[Stored dataset items]

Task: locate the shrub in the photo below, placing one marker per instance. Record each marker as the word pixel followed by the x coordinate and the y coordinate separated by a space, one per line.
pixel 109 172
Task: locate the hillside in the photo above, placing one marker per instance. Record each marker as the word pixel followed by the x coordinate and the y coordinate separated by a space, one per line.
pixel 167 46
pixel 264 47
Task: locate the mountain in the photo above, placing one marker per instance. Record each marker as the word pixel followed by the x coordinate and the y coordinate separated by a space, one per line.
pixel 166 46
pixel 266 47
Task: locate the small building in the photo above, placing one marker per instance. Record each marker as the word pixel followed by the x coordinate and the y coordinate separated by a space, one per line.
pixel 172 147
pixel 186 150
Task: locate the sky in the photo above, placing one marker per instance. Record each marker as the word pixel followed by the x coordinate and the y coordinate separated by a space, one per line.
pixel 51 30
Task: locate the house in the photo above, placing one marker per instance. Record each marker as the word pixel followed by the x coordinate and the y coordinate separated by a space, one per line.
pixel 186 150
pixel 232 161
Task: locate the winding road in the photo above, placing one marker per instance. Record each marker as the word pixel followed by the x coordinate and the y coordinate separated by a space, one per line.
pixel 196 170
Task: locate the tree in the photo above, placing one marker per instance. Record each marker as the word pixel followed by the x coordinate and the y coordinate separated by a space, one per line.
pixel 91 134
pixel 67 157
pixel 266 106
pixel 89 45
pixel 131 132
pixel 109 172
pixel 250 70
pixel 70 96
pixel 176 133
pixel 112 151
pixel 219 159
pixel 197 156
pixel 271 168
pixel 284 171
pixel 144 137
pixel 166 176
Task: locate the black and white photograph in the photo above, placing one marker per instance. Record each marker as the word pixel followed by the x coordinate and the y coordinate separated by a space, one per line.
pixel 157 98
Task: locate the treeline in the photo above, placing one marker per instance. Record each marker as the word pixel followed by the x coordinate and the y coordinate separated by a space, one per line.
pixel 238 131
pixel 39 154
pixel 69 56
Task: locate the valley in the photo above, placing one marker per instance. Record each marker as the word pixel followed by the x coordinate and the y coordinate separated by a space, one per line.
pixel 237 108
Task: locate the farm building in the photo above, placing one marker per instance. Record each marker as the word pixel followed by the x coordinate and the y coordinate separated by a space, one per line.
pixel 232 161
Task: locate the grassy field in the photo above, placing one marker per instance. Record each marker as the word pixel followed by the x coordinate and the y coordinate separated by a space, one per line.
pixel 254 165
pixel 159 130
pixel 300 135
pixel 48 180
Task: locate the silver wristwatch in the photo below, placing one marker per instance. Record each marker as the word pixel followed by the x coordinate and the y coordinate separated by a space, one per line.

> [What you are asked to do]: Reproduce the final stretch of the data above: every line from the one holding "Task: locate the black" through the end, inclusive, exactly as written and nothing else.

> [Answer to the task]:
Task: locate the black and white photograph in the photo above, placing one marker per instance. Record each marker as the word pixel followed by the x coordinate and the y coordinate separated by a space, one per line.
pixel 157 98
Task: locate the treeline in the photo above, placing one marker per instance. Record each marker as the word pixel followed by the x coordinate and the y coordinate separated by a space, one per line.
pixel 238 131
pixel 39 154
pixel 69 56
Task: locate the valley in the photo above, placing one marker per instance. Record each marker as the word pixel followed by the x coordinate and the y coordinate separated by a space, one per line.
pixel 237 108
Task: locate the farm building in the photo above, placing one marker per instance. Record each marker as the word pixel followed by the x coordinate and the y coordinate separated by a space, one per line.
pixel 232 161
Task: locate the grassy field in the photo above, placing one marker per instance. Record each marker as the word pixel followed by the x coordinate and the y coordinate separated by a space, one per line.
pixel 254 165
pixel 159 130
pixel 300 135
pixel 48 180
Task: locate the silver wristwatch in the photo below, placing one marker per instance. Record each marker as the word pixel followed by the x coordinate and the y coordinate separated by a space, one per line.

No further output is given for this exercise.